# Text to read:
Green hydrogen in Germany

Uniper and its consortium partners, VNG Gasspeicher GmbH (VGS), ONTRAS Gastransport GmbH, DBI Freiberg and Terrawatt Planungsgesellschaft mbH, have announced that they are seeking to build an electrolysis plant for production of green hydrogen, with capacity up to 35 MW, in the central German chemical triangle.

The consortium says it intends to explore the production, transportation, storage and efficient use of green hydrogen at Energiepark Bad Lauchstädt in southern Saxony-Anhalt. German Minister for Economic Affairs, Peter Altmaier (CDU), said the project is considered deserving of financial support as a “living laboratory for the energy transition” and that it had reached the final round of the application process. The ministry expects to make a final decision regarding project funding by the end of 2019.

The project would involve converting renewable electricity from a nearby wind farm into green hydrogen using electrolysis. The green hydrogen will be placed in underground interim storage in a salt cavern fitted out especially for this purpose and would be fed into the chemical industry’s hydrogen grid via a re-dedicated gas pipeline and also used for transport applications. The Energiepark Bad Lauchstädt would then serve as a site where “every aspect of the intelligent and economically efficient integration of green hydrogen” could be tested under real world conditions and at an industrial scale.

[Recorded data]
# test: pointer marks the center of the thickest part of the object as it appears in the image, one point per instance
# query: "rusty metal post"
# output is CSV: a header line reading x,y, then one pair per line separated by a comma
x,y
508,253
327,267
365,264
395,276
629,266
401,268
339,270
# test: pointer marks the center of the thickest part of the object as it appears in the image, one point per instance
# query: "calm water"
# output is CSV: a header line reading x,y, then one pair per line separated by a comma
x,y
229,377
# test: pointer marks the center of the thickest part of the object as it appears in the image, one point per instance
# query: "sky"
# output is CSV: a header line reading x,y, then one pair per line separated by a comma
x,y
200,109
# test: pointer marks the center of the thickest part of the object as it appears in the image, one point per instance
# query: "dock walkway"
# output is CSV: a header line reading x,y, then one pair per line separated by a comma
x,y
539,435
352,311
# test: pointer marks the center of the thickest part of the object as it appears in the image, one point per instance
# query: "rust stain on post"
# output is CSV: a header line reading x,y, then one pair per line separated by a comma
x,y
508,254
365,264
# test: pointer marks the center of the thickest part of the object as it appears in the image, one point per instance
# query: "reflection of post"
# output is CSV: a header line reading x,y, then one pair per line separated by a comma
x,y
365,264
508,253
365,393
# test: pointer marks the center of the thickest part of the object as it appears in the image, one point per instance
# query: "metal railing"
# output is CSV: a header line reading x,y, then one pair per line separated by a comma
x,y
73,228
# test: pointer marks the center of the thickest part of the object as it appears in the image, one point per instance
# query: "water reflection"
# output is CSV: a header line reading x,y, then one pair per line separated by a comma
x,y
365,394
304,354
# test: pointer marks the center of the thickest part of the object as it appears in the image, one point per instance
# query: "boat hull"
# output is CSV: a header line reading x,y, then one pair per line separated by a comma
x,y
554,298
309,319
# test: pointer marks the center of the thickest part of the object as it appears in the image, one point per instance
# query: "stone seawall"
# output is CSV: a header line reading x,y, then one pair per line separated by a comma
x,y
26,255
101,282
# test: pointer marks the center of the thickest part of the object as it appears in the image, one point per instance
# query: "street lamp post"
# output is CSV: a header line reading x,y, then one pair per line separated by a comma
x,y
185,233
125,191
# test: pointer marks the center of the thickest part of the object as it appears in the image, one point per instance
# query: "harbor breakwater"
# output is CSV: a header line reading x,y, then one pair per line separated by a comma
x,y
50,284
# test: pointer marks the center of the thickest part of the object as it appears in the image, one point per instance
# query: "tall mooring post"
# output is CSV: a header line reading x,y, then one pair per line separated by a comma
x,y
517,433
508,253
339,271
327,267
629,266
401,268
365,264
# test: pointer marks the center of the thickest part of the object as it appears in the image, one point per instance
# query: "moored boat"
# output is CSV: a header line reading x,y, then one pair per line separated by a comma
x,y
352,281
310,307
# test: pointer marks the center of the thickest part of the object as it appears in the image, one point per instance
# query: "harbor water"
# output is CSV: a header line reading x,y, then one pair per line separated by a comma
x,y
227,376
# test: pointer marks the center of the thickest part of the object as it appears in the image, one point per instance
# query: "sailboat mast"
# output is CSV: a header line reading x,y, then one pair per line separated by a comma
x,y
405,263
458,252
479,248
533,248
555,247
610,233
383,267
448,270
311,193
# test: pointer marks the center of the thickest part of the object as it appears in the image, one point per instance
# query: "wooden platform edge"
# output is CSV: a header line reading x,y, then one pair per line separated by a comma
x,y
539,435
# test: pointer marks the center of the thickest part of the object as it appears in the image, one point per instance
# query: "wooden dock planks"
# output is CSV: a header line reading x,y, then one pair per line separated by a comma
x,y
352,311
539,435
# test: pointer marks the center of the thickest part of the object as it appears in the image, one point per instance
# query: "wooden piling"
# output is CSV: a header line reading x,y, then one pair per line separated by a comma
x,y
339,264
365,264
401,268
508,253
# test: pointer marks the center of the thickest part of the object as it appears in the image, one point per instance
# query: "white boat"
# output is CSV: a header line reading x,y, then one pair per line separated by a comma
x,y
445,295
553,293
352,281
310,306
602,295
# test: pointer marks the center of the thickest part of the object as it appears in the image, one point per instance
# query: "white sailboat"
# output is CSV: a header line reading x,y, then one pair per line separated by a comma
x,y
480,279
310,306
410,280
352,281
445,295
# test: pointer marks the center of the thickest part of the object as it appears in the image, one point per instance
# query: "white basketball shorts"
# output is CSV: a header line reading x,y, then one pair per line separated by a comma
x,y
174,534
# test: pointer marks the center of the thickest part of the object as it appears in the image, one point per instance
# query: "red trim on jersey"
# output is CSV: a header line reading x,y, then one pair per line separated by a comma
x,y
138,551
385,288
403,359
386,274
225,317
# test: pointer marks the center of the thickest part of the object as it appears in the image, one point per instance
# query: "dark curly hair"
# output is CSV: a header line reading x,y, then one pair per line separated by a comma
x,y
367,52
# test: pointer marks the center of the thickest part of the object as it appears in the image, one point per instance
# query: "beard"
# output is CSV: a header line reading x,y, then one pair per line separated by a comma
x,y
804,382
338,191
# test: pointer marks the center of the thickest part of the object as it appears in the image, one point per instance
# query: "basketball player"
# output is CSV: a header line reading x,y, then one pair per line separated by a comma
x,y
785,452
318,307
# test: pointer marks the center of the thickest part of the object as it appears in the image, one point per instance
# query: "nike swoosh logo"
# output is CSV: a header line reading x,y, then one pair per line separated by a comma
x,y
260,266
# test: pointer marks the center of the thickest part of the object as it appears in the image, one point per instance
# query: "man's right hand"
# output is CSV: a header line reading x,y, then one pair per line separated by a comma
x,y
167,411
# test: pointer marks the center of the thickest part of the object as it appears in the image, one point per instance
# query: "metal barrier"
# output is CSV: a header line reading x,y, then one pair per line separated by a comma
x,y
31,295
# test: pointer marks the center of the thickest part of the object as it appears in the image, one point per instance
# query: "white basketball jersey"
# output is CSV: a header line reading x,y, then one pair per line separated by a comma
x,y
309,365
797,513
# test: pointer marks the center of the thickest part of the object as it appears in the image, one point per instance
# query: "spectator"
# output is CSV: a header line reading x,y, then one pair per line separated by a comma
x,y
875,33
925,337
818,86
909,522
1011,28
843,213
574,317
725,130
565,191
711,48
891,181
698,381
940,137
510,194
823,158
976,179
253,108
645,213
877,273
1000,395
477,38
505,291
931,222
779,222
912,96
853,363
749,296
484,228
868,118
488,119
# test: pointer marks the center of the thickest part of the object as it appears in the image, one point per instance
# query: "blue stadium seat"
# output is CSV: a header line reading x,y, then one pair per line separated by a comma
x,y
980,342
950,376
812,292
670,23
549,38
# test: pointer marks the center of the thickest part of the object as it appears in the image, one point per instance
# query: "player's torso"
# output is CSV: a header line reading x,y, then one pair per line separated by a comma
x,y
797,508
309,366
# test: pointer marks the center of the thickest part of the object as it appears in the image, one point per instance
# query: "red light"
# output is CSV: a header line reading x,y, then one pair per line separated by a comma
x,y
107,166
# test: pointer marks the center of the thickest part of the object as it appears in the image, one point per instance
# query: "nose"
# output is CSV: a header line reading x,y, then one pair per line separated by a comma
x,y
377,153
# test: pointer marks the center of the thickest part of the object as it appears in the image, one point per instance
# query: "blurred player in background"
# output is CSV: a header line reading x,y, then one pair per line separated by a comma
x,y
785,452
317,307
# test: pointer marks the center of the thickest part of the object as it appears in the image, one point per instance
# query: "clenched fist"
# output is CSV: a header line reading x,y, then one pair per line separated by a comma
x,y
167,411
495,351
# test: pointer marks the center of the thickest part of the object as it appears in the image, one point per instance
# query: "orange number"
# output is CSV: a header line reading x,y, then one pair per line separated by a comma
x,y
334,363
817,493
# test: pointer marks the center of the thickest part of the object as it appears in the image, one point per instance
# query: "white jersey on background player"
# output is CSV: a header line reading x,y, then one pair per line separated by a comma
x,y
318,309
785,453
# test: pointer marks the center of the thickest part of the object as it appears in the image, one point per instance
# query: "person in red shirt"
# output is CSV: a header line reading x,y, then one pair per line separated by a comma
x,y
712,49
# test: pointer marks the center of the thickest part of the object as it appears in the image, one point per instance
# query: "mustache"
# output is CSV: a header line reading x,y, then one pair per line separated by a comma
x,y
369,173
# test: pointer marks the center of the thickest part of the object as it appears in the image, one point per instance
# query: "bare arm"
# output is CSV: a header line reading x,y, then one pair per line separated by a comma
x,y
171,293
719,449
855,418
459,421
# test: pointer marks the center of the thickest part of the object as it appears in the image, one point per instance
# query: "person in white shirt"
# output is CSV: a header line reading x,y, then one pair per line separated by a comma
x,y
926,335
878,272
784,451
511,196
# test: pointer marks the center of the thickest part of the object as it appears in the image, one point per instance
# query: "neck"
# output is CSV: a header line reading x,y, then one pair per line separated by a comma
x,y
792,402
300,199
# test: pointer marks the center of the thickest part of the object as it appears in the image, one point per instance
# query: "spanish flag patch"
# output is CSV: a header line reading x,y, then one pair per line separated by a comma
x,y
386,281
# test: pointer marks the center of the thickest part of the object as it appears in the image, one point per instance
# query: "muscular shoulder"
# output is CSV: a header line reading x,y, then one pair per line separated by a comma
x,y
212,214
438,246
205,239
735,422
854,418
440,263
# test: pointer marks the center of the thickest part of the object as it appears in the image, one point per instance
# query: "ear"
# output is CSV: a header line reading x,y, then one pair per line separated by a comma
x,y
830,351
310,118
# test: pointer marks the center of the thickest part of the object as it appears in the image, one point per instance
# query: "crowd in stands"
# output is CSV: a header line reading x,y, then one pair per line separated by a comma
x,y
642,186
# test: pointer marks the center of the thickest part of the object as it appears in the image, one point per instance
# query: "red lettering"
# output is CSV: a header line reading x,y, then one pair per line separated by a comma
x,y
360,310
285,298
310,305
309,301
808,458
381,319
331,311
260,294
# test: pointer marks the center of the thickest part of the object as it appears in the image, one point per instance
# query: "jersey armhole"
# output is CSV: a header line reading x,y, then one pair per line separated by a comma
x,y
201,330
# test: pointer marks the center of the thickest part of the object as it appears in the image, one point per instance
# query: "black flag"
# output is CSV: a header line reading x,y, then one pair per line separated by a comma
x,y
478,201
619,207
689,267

# Your tasks:
A – Answer the following from the text on green hydrogen in Germany, one answer per line:
(i) What is the maximum capacity of the planned electrolysis plant?
(ii) By when does the ministry expect to make a final decision on project funding?
(iii) Where will the green hydrogen be placed in underground interim storage?
B – Write a continuation of the text on green hydrogen in Germany, starting after its final sentence.
This data comes from a separate source.

# Outputs for the tasks:
A –
(i) Up to 35 MW.
(ii) By the end of 2019.
(iii) In a salt cavern fitted out especially for this purpose.

B –
The planned underground salt cavern would be capable of storing up to 59 million m3 of hydrogen – an amount equivalent to approximately 150 million kWh of energy, or roughly the annual demand for household heating in a city of 20 000 residents. It would be the first hydrogen cavern in continental Europe and the first such facility in the world for storing green hydrogen, or hydrogen generated from renewable electricity.

Eckhardt Rümmler, chief operating officer at Uniper, commented: “The energy transition will only succeed if we are able to store renewable energy, and in so doing make it reliable. Up to now no persuasive economic solution has been available. Our project addresses exactly this issue: we combine the production of green hydrogen from wind power together with the transportation as well as the storage and use of hydrogen for commercial purposes. If it proves successful on a large scale, we’ve found a core component for a secure and sustainable supply of energy. For many currently operating wind power generators that will soon see direct marketing and EEG [renewable energy] subsidies run out, this facility offers new prospects that are both attractive and sustainable.”

A detailed funding request has been filed as part of the final stage of the selection process. The concept of “living laboratories for the energy transition” was established as a new funding element in the German federal government’s 7th energy research programme aimed at facilitating the transfer of technology and innovation from research to everyday use. Between 2019 and 2022, subsidies totalling up to 100 million euros per year will be awarded. An additional 200 million euros will be made available to living laboratories in regions undergoing structural transformation, such as Bad Lauchstädt.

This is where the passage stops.